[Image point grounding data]
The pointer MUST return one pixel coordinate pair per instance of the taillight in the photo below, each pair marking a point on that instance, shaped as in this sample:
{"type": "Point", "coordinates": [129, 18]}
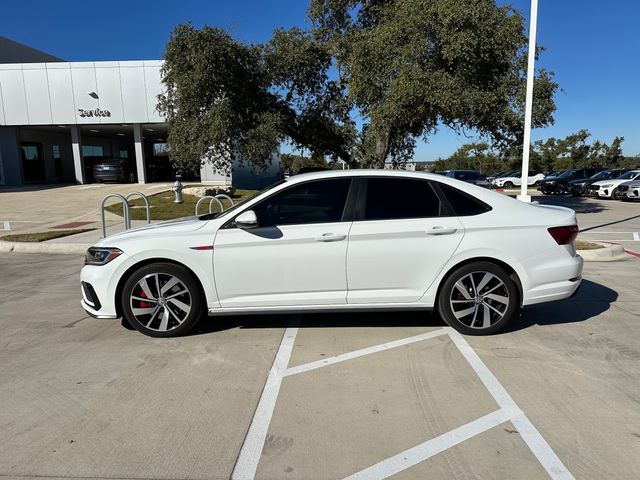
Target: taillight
{"type": "Point", "coordinates": [564, 235]}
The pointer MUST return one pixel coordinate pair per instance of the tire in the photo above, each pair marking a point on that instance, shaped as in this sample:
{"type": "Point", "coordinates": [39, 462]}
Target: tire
{"type": "Point", "coordinates": [179, 308]}
{"type": "Point", "coordinates": [471, 313]}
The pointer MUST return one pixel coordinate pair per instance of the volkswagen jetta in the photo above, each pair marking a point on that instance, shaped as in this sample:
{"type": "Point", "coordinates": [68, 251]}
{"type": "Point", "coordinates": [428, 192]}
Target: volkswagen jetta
{"type": "Point", "coordinates": [335, 240]}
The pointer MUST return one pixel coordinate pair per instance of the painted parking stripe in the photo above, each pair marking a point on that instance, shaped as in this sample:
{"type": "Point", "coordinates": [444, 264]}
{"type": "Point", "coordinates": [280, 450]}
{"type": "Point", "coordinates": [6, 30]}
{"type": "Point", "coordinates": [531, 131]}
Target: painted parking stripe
{"type": "Point", "coordinates": [428, 449]}
{"type": "Point", "coordinates": [532, 437]}
{"type": "Point", "coordinates": [365, 351]}
{"type": "Point", "coordinates": [247, 462]}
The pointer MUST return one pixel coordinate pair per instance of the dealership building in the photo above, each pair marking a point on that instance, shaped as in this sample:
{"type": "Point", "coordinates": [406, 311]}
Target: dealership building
{"type": "Point", "coordinates": [58, 119]}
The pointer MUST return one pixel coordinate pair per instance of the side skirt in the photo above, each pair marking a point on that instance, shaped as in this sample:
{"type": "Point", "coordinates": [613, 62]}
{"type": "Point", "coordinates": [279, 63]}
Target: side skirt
{"type": "Point", "coordinates": [318, 308]}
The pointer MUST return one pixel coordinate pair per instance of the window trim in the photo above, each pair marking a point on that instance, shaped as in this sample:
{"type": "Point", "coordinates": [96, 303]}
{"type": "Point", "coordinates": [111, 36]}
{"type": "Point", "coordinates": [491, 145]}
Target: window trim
{"type": "Point", "coordinates": [347, 211]}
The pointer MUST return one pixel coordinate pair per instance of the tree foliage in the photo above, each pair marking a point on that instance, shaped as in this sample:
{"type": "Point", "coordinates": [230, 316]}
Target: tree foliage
{"type": "Point", "coordinates": [363, 84]}
{"type": "Point", "coordinates": [573, 151]}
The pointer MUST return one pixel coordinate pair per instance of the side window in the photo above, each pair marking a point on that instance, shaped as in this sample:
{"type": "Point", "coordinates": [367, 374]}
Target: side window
{"type": "Point", "coordinates": [394, 198]}
{"type": "Point", "coordinates": [321, 201]}
{"type": "Point", "coordinates": [462, 203]}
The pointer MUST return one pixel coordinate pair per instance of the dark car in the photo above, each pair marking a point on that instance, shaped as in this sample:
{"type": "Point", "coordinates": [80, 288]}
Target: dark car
{"type": "Point", "coordinates": [560, 184]}
{"type": "Point", "coordinates": [114, 170]}
{"type": "Point", "coordinates": [469, 176]}
{"type": "Point", "coordinates": [578, 187]}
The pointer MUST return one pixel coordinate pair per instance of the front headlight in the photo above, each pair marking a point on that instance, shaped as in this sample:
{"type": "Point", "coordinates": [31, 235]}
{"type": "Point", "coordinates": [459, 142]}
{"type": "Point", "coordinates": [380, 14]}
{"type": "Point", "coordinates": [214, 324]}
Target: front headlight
{"type": "Point", "coordinates": [101, 255]}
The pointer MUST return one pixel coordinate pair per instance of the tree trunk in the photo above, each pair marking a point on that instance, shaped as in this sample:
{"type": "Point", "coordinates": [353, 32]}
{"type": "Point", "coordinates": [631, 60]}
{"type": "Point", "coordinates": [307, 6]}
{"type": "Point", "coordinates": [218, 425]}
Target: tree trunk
{"type": "Point", "coordinates": [382, 148]}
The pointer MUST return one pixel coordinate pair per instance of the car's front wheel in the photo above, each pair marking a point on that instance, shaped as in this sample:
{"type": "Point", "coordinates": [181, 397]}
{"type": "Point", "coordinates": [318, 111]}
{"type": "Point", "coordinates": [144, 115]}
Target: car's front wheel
{"type": "Point", "coordinates": [479, 298]}
{"type": "Point", "coordinates": [162, 300]}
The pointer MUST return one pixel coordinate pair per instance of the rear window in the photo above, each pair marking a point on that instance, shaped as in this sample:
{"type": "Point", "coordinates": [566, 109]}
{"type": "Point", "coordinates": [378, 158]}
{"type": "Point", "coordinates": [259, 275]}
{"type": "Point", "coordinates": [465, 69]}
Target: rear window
{"type": "Point", "coordinates": [396, 198]}
{"type": "Point", "coordinates": [462, 203]}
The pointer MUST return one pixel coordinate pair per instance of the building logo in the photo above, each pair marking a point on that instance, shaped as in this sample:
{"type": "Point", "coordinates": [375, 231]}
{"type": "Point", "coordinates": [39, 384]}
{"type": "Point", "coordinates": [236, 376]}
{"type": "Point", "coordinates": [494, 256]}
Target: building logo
{"type": "Point", "coordinates": [93, 113]}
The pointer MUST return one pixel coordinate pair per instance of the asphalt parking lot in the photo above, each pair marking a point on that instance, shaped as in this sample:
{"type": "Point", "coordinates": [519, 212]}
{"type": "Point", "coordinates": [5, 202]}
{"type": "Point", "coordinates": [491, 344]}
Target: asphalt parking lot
{"type": "Point", "coordinates": [558, 395]}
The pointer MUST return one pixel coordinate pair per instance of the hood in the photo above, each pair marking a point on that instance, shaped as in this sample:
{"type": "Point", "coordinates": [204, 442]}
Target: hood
{"type": "Point", "coordinates": [612, 181]}
{"type": "Point", "coordinates": [185, 224]}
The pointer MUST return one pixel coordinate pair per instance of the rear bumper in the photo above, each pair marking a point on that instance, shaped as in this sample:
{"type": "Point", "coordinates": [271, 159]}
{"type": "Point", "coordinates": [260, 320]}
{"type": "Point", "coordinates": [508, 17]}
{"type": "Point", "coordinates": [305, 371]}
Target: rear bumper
{"type": "Point", "coordinates": [553, 275]}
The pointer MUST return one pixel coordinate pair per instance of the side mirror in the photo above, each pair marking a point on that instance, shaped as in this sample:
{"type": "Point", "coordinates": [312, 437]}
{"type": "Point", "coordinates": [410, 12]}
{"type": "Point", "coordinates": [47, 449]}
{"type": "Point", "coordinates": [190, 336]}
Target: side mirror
{"type": "Point", "coordinates": [247, 219]}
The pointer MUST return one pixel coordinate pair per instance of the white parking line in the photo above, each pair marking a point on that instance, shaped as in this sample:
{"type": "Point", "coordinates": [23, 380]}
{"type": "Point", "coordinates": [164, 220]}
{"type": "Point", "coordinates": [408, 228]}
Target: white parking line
{"type": "Point", "coordinates": [540, 448]}
{"type": "Point", "coordinates": [247, 462]}
{"type": "Point", "coordinates": [365, 351]}
{"type": "Point", "coordinates": [428, 449]}
{"type": "Point", "coordinates": [251, 451]}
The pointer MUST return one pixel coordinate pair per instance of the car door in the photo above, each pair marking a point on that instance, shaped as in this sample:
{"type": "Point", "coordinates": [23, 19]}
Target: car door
{"type": "Point", "coordinates": [295, 256]}
{"type": "Point", "coordinates": [400, 240]}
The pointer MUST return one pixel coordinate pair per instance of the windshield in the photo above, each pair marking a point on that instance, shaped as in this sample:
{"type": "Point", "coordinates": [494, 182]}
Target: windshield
{"type": "Point", "coordinates": [566, 174]}
{"type": "Point", "coordinates": [210, 216]}
{"type": "Point", "coordinates": [629, 175]}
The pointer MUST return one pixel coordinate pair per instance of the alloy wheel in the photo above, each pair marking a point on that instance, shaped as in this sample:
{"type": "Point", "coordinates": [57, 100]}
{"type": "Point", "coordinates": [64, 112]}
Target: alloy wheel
{"type": "Point", "coordinates": [160, 301]}
{"type": "Point", "coordinates": [479, 300]}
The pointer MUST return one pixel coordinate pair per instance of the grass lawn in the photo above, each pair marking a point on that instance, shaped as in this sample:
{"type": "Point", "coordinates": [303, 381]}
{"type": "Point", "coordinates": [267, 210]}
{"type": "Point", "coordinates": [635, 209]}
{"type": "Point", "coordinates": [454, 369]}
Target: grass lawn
{"type": "Point", "coordinates": [582, 245]}
{"type": "Point", "coordinates": [163, 208]}
{"type": "Point", "coordinates": [42, 236]}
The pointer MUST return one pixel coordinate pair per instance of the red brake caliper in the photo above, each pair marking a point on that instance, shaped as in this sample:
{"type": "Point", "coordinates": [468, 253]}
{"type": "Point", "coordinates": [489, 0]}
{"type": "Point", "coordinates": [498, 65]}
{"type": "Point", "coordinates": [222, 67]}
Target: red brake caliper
{"type": "Point", "coordinates": [144, 304]}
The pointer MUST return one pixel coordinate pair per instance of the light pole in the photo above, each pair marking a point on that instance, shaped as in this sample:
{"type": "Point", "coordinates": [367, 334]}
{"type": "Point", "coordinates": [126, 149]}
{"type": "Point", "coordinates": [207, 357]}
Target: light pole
{"type": "Point", "coordinates": [526, 144]}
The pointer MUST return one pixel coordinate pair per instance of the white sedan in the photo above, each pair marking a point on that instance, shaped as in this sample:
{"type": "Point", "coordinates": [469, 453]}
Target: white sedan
{"type": "Point", "coordinates": [516, 181]}
{"type": "Point", "coordinates": [334, 240]}
{"type": "Point", "coordinates": [607, 188]}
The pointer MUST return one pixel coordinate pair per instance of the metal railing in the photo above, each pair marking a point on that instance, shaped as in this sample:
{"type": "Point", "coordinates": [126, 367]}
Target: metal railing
{"type": "Point", "coordinates": [126, 213]}
{"type": "Point", "coordinates": [211, 200]}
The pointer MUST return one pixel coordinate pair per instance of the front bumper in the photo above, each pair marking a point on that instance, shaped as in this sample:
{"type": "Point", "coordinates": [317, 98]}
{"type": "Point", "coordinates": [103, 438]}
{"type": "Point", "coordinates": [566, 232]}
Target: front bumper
{"type": "Point", "coordinates": [93, 313]}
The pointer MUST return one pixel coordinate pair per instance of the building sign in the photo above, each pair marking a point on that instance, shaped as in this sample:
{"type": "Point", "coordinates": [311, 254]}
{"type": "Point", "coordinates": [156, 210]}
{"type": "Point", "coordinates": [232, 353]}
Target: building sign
{"type": "Point", "coordinates": [93, 113]}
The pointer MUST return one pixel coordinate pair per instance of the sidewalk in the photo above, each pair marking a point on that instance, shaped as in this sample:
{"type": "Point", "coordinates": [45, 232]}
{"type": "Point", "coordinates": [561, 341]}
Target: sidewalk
{"type": "Point", "coordinates": [40, 208]}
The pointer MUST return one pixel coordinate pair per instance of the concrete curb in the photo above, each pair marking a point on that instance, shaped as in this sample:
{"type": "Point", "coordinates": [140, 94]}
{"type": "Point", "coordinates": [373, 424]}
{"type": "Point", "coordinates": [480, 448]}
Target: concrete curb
{"type": "Point", "coordinates": [611, 253]}
{"type": "Point", "coordinates": [43, 247]}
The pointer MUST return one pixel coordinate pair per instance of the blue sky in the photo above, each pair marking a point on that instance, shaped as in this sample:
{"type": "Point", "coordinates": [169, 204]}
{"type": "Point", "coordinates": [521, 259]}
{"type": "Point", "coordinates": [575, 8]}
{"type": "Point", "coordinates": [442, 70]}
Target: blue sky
{"type": "Point", "coordinates": [593, 47]}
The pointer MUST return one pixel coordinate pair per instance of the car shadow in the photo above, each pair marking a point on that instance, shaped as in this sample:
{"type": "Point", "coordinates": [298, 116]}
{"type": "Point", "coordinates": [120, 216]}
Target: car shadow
{"type": "Point", "coordinates": [591, 300]}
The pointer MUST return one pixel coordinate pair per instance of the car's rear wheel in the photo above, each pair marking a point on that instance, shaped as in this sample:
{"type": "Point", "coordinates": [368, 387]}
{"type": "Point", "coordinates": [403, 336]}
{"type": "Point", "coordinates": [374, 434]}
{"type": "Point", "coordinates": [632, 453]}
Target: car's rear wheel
{"type": "Point", "coordinates": [162, 300]}
{"type": "Point", "coordinates": [479, 298]}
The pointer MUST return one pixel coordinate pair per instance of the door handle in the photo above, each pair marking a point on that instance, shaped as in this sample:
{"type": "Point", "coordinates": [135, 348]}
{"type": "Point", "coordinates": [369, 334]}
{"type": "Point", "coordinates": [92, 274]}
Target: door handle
{"type": "Point", "coordinates": [439, 230]}
{"type": "Point", "coordinates": [330, 237]}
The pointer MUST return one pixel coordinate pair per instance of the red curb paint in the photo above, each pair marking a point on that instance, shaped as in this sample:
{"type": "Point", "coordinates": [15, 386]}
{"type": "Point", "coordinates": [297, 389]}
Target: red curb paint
{"type": "Point", "coordinates": [630, 252]}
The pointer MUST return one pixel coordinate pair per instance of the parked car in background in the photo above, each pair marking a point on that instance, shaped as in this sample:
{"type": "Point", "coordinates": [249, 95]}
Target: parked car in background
{"type": "Point", "coordinates": [607, 188]}
{"type": "Point", "coordinates": [114, 170]}
{"type": "Point", "coordinates": [494, 176]}
{"type": "Point", "coordinates": [628, 190]}
{"type": "Point", "coordinates": [560, 184]}
{"type": "Point", "coordinates": [471, 254]}
{"type": "Point", "coordinates": [578, 187]}
{"type": "Point", "coordinates": [469, 176]}
{"type": "Point", "coordinates": [516, 180]}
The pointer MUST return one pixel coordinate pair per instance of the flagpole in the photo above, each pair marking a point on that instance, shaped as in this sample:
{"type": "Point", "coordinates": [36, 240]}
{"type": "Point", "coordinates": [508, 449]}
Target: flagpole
{"type": "Point", "coordinates": [526, 144]}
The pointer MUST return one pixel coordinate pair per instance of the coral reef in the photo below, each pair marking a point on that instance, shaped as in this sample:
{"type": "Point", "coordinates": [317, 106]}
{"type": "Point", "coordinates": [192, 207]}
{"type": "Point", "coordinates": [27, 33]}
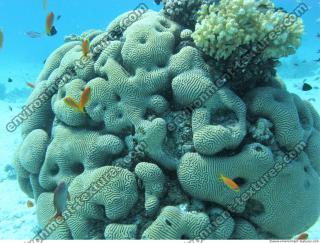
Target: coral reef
{"type": "Point", "coordinates": [144, 158]}
{"type": "Point", "coordinates": [222, 28]}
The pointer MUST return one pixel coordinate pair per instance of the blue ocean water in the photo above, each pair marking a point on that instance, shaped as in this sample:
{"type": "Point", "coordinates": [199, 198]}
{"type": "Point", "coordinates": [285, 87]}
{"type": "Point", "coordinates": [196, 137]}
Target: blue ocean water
{"type": "Point", "coordinates": [22, 58]}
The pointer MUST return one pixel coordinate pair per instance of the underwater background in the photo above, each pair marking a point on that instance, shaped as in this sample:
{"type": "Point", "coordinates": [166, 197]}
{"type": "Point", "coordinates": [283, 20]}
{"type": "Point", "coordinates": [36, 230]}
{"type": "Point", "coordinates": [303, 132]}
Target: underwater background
{"type": "Point", "coordinates": [22, 58]}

> **Requirement**
Reproduce each line of the entries in which the word "below" is found.

> **The answer**
The pointer MUST return one pixel coordinate pair per instance of the taillight in the photo below, each pair marking a point on that instance, shaped as in this sample:
The pointer MUST return one pixel coordinate pair per instance of the coral reef in the photo below, each pair marking a point on that instance, shaped as in this sample:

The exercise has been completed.